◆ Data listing
BEGIN

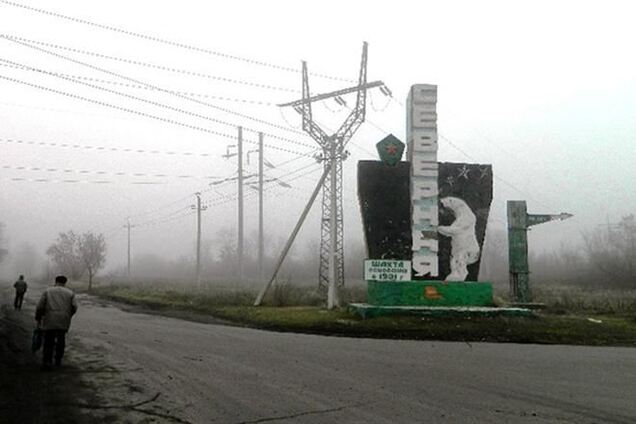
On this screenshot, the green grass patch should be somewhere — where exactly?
[84,286,636,347]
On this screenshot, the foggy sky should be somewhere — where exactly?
[0,0,636,276]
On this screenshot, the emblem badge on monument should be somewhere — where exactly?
[358,84,493,314]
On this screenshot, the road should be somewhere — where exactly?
[56,296,636,424]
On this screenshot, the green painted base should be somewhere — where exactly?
[367,280,494,306]
[348,303,533,318]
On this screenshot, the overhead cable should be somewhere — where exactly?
[0,0,351,82]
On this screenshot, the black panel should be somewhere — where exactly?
[358,161,492,281]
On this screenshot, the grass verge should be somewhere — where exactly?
[83,286,636,347]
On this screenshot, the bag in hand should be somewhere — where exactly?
[31,328,42,353]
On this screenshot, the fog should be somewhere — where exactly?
[0,0,636,280]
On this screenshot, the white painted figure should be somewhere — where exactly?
[437,197,479,281]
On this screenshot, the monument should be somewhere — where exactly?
[352,84,518,316]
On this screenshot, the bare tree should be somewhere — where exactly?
[77,232,106,292]
[46,231,86,280]
[583,214,636,286]
[46,231,106,291]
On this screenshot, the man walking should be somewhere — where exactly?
[35,275,77,370]
[13,275,27,311]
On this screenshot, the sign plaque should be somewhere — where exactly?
[364,259,411,281]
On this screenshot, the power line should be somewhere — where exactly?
[0,165,220,180]
[0,177,166,185]
[0,63,275,106]
[0,35,310,140]
[3,34,298,93]
[0,58,312,147]
[0,137,213,158]
[0,0,350,82]
[0,75,310,154]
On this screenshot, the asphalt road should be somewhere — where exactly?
[57,297,636,424]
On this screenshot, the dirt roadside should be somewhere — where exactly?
[0,286,94,424]
[0,283,182,424]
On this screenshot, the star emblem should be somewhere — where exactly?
[457,164,469,179]
[386,144,397,155]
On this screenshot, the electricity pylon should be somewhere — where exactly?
[278,42,384,309]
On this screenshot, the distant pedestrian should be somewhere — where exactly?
[35,275,77,370]
[13,275,27,311]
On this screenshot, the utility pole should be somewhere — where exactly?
[258,132,264,284]
[237,127,243,284]
[124,218,135,278]
[191,192,208,288]
[274,42,384,309]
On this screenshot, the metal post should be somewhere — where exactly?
[254,167,330,306]
[258,132,264,284]
[237,127,243,284]
[125,218,130,278]
[195,193,201,288]
[327,146,338,309]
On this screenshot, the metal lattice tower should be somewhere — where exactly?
[279,42,384,308]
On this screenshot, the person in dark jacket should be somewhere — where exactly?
[35,275,77,370]
[13,275,27,311]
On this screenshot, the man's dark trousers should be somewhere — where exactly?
[13,293,24,309]
[42,330,66,365]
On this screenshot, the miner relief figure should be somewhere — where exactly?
[437,197,479,281]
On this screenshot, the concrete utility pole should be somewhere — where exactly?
[124,218,135,278]
[237,127,243,283]
[278,42,384,309]
[191,192,208,288]
[258,132,264,284]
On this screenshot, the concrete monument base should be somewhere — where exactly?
[348,303,533,318]
[367,280,494,306]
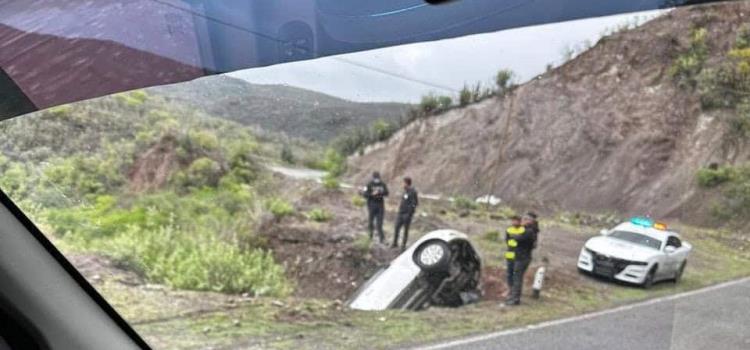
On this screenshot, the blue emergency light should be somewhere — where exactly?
[630,216,654,227]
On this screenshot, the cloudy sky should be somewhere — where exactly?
[230,11,660,102]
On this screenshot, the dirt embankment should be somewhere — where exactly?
[350,2,750,221]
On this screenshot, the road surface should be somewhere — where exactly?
[419,279,750,350]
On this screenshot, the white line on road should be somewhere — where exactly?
[414,277,750,350]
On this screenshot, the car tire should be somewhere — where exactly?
[412,240,451,272]
[641,266,656,289]
[674,260,687,283]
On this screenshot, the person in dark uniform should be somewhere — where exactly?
[391,177,419,249]
[362,171,388,243]
[505,216,536,306]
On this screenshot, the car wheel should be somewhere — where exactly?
[413,240,451,272]
[674,260,687,283]
[641,266,656,289]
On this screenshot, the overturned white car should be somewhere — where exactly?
[349,230,482,310]
[578,218,693,288]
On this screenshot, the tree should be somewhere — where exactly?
[495,69,513,94]
[438,96,453,109]
[419,94,440,114]
[458,85,471,107]
[281,143,294,164]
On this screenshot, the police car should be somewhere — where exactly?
[578,217,693,288]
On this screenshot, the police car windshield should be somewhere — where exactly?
[610,231,661,250]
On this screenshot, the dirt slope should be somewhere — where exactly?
[351,2,750,223]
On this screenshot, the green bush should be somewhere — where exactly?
[352,194,367,208]
[323,148,346,177]
[352,235,372,254]
[453,196,479,210]
[419,94,440,114]
[305,208,333,222]
[734,24,750,50]
[266,198,294,219]
[495,69,513,94]
[482,230,501,242]
[438,96,453,110]
[95,226,291,296]
[281,144,295,164]
[696,167,733,188]
[323,174,341,190]
[458,85,471,107]
[668,28,708,86]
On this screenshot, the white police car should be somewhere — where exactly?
[578,217,693,288]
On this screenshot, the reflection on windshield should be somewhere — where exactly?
[609,231,662,250]
[0,1,750,349]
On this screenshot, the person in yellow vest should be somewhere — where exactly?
[505,216,534,305]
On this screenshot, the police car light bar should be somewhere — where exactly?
[630,216,654,227]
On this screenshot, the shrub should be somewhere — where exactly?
[172,157,223,189]
[352,194,367,208]
[495,69,513,94]
[696,167,733,188]
[94,226,291,296]
[322,148,346,177]
[734,24,750,49]
[438,96,453,109]
[266,198,294,219]
[305,208,333,222]
[668,28,708,86]
[281,144,294,164]
[323,174,341,190]
[419,94,440,114]
[352,235,372,254]
[453,196,479,210]
[482,230,501,242]
[458,85,471,107]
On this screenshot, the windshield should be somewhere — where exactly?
[609,231,662,250]
[0,0,750,349]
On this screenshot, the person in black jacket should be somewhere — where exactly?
[391,177,419,249]
[362,171,388,243]
[505,216,538,305]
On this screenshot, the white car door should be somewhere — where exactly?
[664,236,687,277]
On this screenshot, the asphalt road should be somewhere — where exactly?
[420,279,750,350]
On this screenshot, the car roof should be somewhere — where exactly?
[614,222,680,241]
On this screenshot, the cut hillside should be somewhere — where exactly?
[148,76,409,142]
[350,2,750,226]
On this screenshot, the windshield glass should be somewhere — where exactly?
[609,231,662,250]
[0,0,750,349]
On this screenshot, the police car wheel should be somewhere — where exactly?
[641,266,656,289]
[413,240,451,271]
[674,260,687,283]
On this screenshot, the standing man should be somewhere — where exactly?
[503,215,526,297]
[505,216,536,306]
[362,171,388,243]
[391,177,419,250]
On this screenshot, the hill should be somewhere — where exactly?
[147,76,409,142]
[350,2,750,223]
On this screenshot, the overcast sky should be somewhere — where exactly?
[230,11,660,102]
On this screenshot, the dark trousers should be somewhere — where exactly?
[505,259,514,295]
[508,257,531,303]
[367,204,385,243]
[393,213,414,248]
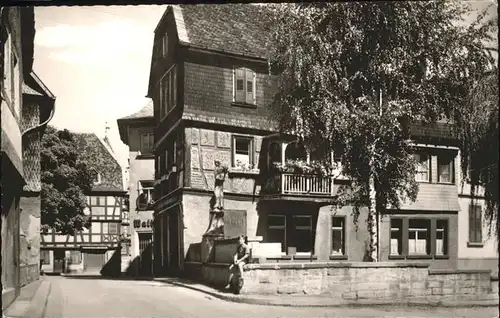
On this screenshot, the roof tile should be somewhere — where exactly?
[176,4,270,58]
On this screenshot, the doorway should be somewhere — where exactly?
[54,249,66,274]
[138,233,153,276]
[83,251,105,273]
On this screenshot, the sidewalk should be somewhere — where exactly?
[3,276,51,318]
[153,278,498,308]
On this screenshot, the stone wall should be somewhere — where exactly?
[187,262,498,304]
[19,192,41,286]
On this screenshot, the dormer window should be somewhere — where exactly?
[161,33,168,57]
[233,68,256,105]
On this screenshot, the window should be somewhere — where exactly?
[408,219,431,255]
[40,250,50,265]
[413,154,430,182]
[160,65,177,119]
[164,150,168,172]
[137,181,154,204]
[233,136,253,167]
[12,51,21,116]
[90,222,102,234]
[438,154,455,183]
[69,251,82,264]
[2,33,13,102]
[141,132,155,154]
[161,33,168,57]
[469,205,483,243]
[108,223,118,234]
[293,215,313,254]
[390,219,403,256]
[91,170,101,185]
[267,214,286,254]
[332,217,345,255]
[436,220,448,256]
[234,68,256,104]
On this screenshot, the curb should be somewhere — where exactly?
[23,279,52,318]
[156,280,498,308]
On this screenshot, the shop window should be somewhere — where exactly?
[267,214,286,254]
[332,217,345,255]
[436,220,448,256]
[140,132,154,154]
[469,205,483,243]
[70,251,82,264]
[390,219,403,256]
[293,215,314,254]
[40,250,50,265]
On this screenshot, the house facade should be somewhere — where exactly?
[117,101,155,276]
[40,133,127,275]
[0,7,55,309]
[148,4,492,276]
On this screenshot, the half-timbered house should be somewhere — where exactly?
[148,4,496,276]
[41,133,127,274]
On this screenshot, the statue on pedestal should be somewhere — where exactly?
[205,160,228,235]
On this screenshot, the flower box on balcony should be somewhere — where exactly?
[229,167,260,175]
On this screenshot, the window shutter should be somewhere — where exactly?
[234,69,245,102]
[475,206,483,243]
[245,69,254,104]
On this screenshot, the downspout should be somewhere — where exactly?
[22,102,56,137]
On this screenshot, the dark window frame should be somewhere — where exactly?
[388,216,450,259]
[330,215,347,257]
[231,135,255,168]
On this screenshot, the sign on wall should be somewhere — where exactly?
[224,210,247,238]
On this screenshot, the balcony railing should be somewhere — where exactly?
[263,173,334,196]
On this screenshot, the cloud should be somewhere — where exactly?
[35,19,153,64]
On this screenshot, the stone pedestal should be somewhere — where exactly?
[201,233,224,263]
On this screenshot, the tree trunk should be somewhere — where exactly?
[368,173,378,262]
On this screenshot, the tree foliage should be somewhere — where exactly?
[455,67,500,238]
[269,1,492,259]
[41,126,92,235]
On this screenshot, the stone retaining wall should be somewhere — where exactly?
[186,262,498,304]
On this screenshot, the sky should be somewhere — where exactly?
[34,0,498,171]
[33,5,167,167]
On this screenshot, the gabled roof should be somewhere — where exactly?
[178,3,271,59]
[73,133,124,192]
[118,100,153,120]
[147,3,271,97]
[116,100,154,145]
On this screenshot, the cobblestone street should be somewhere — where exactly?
[45,276,498,318]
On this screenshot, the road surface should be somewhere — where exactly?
[45,276,498,318]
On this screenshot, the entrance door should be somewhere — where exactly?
[139,233,153,276]
[54,249,65,274]
[83,251,105,274]
[168,211,179,274]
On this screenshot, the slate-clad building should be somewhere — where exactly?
[148,4,496,276]
[117,101,155,276]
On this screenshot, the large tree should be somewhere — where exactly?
[41,126,92,235]
[270,1,491,261]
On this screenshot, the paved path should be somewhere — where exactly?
[45,276,498,318]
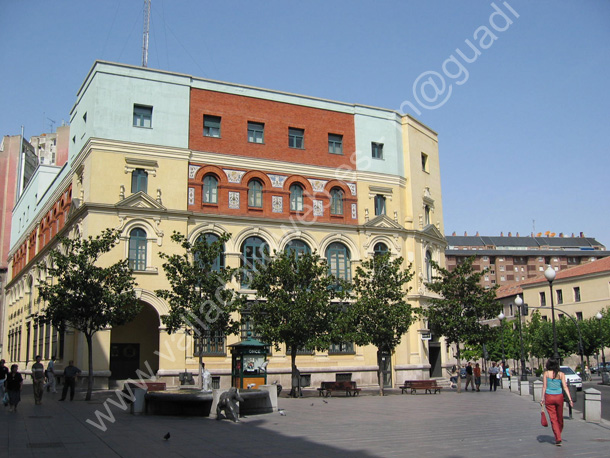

END

◆ Problem requirements
Rename "screenshot" to "image" in the entries, beginning at the line that contains "On this screenshot, the gabled" and stopping at the end of the entries, and leave the rest of each line unchanged. Omit the pictures from your answer.

◆ Answer for the task
On this image, the gabled roof should be somewhere — where exactly?
[178,3,271,59]
[73,133,124,192]
[118,100,153,120]
[147,3,271,97]
[116,100,154,145]
On this image, the cobblestone street should be somewhere — where exactly?
[45,276,498,318]
On this image, the road surface should be somewhere — where exactly?
[45,276,498,318]
On this image, the entrance door should be somewhere — where exactly?
[139,233,153,276]
[54,249,65,274]
[83,251,105,274]
[168,211,179,274]
On this image, the slate-clad building should be somewhere — where exactly?
[148,4,496,276]
[117,101,155,276]
On this image, the large tree should be somewhere — where exactly?
[41,126,92,235]
[270,1,491,261]
On this image, the paved path should be somewhere — where exactly?
[45,276,498,318]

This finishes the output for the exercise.